**INSTRUCTIONS TO FOLLOW:** Reproduce, from the lines below, exactly the stretch that begins at the line containing "Target: black running shorts" and ends at the line containing "601, row 279.", both included.

**DATA PROVIDED:**
++++++++
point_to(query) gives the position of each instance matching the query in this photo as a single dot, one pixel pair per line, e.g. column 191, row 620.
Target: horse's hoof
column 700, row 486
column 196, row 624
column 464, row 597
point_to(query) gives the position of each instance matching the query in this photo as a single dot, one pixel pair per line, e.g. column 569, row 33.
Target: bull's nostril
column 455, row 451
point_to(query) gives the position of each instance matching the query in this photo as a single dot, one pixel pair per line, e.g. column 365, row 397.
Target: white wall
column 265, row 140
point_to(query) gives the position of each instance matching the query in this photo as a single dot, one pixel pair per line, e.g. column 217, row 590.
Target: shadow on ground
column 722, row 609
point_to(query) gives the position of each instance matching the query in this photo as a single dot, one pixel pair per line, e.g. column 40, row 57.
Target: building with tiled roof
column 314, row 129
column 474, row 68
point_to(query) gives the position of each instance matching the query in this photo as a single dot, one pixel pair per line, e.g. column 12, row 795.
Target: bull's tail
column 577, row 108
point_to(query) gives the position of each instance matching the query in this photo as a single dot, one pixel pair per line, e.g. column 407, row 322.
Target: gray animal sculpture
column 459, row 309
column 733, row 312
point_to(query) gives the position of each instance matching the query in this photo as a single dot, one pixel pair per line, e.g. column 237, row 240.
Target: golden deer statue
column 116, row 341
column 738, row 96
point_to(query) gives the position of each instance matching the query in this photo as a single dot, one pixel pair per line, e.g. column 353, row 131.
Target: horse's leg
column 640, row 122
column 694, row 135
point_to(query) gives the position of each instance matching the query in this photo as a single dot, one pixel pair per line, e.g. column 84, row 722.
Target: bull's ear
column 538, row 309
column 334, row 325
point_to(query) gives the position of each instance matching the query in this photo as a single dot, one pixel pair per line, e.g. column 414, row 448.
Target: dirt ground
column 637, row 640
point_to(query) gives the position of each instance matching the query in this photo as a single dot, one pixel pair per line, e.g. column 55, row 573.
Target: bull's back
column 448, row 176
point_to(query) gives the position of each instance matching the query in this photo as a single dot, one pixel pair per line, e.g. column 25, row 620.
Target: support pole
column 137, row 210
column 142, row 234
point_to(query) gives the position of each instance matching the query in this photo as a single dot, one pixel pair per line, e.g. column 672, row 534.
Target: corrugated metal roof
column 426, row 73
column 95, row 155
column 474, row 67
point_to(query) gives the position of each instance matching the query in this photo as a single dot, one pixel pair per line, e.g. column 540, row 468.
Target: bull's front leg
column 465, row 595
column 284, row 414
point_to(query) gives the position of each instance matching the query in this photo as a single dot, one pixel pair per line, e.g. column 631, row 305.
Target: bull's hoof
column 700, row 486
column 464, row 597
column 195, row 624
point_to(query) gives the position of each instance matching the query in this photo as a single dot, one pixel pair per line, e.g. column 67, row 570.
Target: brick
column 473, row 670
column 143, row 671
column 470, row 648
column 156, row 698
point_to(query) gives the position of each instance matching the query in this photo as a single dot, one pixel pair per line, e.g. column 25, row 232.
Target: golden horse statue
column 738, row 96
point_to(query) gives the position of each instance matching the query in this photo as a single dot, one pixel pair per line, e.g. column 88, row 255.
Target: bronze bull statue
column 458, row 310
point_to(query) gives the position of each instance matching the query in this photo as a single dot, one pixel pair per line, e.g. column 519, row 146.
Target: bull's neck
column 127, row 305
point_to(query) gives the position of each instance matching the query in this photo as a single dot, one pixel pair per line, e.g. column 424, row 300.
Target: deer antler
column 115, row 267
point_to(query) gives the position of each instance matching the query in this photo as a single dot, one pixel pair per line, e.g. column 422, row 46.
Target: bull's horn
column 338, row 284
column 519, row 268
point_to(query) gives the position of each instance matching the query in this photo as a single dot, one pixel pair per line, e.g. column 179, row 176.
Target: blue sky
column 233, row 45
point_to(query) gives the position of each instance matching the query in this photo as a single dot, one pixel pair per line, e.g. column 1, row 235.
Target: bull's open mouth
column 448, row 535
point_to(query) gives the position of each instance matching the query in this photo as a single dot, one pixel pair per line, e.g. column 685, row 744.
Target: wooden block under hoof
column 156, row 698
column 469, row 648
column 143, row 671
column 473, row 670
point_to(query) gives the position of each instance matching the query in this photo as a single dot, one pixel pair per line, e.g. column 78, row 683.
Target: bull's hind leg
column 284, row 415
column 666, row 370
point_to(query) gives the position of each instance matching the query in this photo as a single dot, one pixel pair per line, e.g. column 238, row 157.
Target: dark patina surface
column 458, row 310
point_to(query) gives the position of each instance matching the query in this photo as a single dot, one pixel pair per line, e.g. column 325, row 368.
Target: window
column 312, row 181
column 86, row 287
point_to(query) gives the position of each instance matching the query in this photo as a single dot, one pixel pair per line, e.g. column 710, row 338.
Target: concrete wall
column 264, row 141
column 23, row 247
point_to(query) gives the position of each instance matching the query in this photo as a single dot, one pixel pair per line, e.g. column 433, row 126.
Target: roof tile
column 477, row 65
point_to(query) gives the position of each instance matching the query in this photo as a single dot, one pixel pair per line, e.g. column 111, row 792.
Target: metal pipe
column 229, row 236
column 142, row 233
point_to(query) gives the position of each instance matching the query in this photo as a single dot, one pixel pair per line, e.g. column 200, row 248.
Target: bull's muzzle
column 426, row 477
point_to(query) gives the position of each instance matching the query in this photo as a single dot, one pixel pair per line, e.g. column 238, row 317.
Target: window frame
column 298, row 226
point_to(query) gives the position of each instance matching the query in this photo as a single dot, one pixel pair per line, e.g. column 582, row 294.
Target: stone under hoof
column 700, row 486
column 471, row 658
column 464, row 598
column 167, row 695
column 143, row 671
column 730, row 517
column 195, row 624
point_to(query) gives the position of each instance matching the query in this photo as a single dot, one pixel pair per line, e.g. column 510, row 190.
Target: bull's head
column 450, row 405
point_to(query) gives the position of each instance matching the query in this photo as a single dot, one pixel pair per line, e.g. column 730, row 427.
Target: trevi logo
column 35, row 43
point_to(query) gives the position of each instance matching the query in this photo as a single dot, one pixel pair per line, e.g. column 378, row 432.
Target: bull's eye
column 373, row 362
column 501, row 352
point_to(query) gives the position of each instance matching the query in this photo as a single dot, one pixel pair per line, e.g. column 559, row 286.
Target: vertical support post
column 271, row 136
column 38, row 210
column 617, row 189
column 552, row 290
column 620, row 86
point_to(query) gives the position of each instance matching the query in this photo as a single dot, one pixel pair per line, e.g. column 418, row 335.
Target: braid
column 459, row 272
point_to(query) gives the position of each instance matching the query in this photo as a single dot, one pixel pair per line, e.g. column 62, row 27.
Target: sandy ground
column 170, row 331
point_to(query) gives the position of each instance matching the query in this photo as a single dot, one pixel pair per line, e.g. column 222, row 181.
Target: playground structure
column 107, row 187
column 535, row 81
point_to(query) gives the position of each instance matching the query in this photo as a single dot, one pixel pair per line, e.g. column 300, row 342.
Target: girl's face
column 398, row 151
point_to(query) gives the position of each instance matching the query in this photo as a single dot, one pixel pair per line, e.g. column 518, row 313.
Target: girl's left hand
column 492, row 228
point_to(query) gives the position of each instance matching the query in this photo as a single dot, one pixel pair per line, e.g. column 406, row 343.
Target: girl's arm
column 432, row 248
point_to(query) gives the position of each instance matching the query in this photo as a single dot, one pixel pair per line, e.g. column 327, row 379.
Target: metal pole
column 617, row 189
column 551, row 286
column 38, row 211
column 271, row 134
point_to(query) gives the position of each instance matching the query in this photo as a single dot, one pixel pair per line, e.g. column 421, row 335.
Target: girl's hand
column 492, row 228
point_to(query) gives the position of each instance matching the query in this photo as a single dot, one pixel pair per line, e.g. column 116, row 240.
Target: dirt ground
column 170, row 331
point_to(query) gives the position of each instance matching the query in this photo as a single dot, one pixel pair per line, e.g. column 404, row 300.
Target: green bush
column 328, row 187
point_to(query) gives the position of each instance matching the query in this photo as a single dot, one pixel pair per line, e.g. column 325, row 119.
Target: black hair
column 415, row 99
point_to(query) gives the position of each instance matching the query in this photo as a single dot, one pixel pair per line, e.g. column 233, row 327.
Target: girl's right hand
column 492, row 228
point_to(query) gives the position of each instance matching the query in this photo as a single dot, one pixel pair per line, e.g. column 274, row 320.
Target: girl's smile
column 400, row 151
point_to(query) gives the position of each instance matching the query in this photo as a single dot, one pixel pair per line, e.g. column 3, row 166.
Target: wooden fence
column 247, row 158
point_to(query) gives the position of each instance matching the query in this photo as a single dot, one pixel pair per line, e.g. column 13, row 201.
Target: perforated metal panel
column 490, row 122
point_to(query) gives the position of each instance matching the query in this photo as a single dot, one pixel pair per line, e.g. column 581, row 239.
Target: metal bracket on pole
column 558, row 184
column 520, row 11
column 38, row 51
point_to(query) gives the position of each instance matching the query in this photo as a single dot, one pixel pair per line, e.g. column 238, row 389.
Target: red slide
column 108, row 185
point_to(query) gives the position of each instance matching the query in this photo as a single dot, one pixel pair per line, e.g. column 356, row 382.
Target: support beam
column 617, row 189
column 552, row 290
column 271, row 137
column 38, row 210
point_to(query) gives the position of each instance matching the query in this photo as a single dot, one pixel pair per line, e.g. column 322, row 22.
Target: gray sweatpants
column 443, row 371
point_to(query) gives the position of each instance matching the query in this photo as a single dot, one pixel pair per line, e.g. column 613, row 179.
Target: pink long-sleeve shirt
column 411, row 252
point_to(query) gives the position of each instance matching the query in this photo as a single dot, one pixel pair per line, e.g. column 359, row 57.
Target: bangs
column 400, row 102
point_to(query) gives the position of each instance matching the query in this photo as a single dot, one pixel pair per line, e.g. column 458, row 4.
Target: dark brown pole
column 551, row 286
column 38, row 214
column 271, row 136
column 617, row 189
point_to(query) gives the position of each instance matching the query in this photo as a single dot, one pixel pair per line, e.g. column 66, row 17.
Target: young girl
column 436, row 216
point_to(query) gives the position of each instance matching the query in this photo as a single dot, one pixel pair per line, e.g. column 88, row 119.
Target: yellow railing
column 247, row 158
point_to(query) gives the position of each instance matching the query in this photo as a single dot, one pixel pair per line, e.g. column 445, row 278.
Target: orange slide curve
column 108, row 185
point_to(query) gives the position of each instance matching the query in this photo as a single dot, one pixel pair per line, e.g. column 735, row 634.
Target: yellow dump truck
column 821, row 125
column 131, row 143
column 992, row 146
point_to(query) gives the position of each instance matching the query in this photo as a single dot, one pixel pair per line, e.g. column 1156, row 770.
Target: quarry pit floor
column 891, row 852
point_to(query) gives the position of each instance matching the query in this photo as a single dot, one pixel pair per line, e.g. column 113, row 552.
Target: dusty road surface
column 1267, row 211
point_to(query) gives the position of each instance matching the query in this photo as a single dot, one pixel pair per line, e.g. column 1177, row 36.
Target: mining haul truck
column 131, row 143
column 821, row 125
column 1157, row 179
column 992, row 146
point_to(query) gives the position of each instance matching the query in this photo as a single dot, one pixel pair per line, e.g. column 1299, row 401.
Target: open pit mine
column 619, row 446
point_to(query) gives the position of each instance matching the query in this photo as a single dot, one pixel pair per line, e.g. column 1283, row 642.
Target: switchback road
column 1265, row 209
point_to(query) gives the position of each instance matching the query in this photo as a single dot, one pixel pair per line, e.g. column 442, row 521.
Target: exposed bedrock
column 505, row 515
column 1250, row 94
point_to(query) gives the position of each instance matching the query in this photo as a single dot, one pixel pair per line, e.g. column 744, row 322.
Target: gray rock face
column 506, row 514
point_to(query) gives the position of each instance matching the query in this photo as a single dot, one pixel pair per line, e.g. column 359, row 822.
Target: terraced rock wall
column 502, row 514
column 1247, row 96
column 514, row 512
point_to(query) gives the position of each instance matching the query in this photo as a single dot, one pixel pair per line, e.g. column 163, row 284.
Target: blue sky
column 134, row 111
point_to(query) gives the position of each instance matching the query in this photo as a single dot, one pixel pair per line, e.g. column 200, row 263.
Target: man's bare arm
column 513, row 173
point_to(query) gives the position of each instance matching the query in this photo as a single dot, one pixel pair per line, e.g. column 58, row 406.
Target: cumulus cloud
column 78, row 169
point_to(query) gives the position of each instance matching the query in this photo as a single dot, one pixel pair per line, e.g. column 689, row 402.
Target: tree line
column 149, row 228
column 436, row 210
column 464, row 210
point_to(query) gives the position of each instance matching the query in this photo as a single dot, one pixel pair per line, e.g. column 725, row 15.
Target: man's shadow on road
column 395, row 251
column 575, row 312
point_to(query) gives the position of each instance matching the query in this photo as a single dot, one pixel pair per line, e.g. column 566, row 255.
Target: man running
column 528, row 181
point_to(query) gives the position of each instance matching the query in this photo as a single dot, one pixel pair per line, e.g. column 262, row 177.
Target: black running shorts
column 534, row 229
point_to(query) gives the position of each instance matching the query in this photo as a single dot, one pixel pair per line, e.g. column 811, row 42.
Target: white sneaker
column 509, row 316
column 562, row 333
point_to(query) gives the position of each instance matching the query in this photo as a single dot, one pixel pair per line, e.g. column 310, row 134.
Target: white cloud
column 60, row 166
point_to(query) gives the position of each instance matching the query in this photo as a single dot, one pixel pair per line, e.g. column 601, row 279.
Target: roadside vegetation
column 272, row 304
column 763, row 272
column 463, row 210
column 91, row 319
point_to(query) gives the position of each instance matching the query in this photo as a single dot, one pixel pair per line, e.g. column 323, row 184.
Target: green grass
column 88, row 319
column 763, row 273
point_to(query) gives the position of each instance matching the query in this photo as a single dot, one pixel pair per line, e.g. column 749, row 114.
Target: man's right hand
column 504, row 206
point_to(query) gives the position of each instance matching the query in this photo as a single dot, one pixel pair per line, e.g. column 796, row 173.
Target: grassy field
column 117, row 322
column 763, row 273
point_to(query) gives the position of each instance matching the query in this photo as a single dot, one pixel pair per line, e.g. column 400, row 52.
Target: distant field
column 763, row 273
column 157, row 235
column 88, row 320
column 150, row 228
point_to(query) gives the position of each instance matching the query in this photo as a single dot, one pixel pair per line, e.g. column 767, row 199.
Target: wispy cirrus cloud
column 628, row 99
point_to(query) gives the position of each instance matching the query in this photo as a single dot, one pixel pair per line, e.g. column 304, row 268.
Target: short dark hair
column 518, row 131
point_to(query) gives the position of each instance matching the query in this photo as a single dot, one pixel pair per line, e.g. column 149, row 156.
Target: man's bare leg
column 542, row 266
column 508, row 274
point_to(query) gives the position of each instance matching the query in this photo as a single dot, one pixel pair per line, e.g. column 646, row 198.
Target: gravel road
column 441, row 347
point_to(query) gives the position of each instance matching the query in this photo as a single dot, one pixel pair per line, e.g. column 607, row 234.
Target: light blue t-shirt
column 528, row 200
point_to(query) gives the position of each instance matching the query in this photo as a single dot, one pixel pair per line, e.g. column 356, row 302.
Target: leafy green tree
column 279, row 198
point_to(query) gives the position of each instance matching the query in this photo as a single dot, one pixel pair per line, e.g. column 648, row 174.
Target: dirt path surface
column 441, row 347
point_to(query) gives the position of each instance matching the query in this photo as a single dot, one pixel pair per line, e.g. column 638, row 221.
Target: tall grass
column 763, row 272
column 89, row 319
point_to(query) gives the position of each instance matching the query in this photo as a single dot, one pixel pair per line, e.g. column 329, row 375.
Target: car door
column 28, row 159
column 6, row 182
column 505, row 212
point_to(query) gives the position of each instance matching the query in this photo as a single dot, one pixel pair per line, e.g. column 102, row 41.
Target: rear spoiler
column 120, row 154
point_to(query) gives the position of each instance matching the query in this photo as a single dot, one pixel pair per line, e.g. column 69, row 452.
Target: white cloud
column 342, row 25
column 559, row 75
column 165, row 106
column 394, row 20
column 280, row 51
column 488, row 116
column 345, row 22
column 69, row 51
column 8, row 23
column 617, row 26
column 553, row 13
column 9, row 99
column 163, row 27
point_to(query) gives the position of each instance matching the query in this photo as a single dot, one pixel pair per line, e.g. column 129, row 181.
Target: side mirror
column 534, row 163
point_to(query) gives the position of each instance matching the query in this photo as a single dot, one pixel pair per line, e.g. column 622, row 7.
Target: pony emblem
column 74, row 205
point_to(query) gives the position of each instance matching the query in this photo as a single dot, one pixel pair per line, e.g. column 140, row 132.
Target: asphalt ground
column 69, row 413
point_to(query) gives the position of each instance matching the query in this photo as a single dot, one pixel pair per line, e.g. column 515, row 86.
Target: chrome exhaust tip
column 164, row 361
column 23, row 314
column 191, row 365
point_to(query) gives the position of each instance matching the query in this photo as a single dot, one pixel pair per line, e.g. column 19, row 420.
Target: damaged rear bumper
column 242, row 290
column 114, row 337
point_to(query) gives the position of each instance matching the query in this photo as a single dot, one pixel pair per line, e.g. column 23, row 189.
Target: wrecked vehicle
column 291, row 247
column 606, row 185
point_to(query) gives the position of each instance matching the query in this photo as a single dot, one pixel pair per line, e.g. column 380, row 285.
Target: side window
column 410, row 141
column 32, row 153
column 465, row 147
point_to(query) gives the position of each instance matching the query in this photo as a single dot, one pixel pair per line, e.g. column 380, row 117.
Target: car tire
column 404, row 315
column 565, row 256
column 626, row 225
++++++++
**RESPONSE TO THIS EXERCISE:**
Target: black running shorts
column 534, row 229
point_to(query) gives the position of each instance matching the query in this photo as a single dot, one pixel pair per line, e.g. column 811, row 42.
Target: white sneaker
column 509, row 316
column 562, row 333
point_to(query) gives the position of each instance matching the query in this photo as a single dot, one pixel pair per line, e.g. column 310, row 134.
Target: white cloud
column 60, row 166
point_to(query) gives the position of each instance matching the query in this photo as a single dot, one pixel pair per line, e.g. column 601, row 279.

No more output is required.